WRITTEN REQUEST A »
Rename "engine intake cover" to "inlet plug" in the records, starting at the line that has "Labeling rule: each instance of the red" and stopping at the end of the records. Return only those lines, otherwise unchanged.

DOCUMENT EXTRACT »
Michael Oleksa is a Russian Orthodox missionary who spent 35 years travelling and speaking about culture and race in Alaska.

Early life and education
Michael Oleksa was born in Allentown, Pennsylvania. As an adult, after spending a time at St. Vladimir's Seminary in New York, he moved to Alaska in 1970, accepting an invitation from an Alutiiq village on the Island of Kodiak. The invitation and experience in Kodiak motivated Michael Oleksa to continue speaking in Alaska, and did multiple presentations over the next three decades, while also serving as a Russian Orthodox Priest in these relatively small communities.

WRITTEN REQUEST B »
Print the passage on Michael Oleksa again in full, word for word.

EXERCISE MATERIALS »
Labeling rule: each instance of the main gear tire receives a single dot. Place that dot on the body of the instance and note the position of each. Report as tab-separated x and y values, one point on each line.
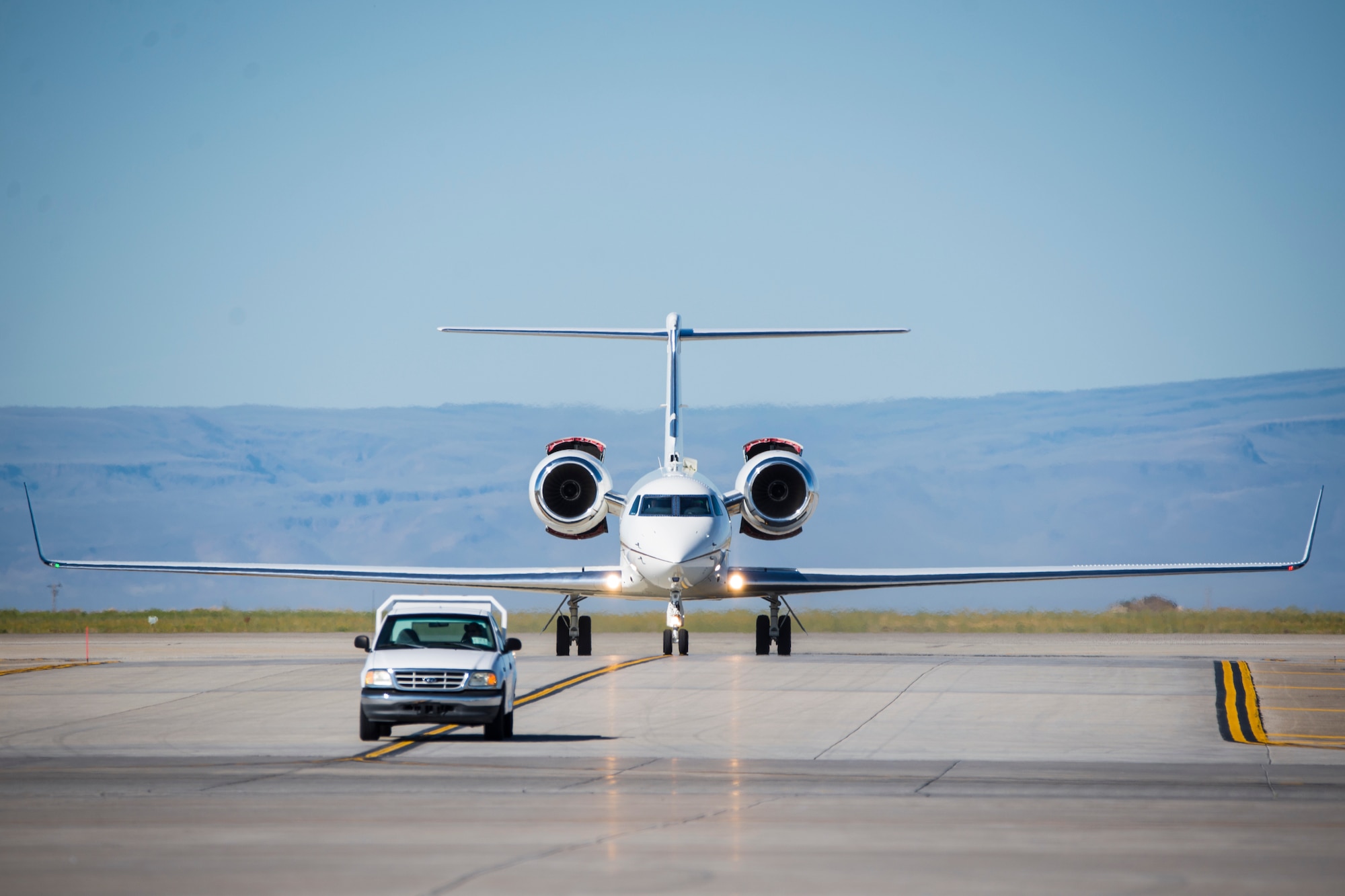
586	641
563	635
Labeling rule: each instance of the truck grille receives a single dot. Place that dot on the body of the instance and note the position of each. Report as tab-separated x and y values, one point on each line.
428	680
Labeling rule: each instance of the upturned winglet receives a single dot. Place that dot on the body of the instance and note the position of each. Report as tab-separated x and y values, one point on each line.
1312	530
34	521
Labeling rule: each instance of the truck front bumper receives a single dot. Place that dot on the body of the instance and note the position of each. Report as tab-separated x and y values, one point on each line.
406	708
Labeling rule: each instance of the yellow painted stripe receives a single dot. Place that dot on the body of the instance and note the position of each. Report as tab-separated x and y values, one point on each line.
404	744
570	682
1276	671
98	662
1253	708
1231	704
520	701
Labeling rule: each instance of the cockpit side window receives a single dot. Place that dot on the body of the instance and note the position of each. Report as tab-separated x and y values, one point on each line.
693	506
657	506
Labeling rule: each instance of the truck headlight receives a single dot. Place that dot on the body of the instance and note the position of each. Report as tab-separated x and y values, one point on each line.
482	680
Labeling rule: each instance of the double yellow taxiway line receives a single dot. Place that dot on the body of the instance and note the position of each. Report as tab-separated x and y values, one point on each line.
96	662
1241	710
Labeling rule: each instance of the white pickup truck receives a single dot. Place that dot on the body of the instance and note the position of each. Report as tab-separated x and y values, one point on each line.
438	659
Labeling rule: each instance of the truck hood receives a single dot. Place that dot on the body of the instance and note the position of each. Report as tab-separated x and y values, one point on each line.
432	658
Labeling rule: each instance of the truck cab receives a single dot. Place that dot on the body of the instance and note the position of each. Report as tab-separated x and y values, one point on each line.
439	659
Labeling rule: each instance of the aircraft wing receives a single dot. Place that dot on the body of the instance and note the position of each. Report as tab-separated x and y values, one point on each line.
765	580
570	580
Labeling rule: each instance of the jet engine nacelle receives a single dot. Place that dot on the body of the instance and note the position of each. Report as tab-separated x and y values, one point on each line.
568	490
779	490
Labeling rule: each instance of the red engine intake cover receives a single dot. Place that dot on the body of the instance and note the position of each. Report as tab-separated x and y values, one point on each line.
579	443
759	446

RESPONSE A »
Labeling rule: each instance of the red inlet plug receives a single dot. Place that dot on the body of the instance and note the position of each. Report as tab-separated x and y values, one point on each line.
579	443
759	446

RESPONSE B »
Michael Oleksa is a Russian Orthodox missionary who spent 35 years travelling and speaking about culture and race in Alaska.

Early life and education
Michael Oleksa was born in Allentown, Pennsylvania. As an adult, after spending a time at St. Vladimir's Seminary in New York, he moved to Alaska in 1970, accepting an invitation from an Alutiiq village on the Island of Kodiak. The invitation and experience in Kodiak motivated Michael Oleksa to continue speaking in Alaska, and did multiple presentations over the next three decades, while also serving as a Russian Orthodox Priest in these relatively small communities.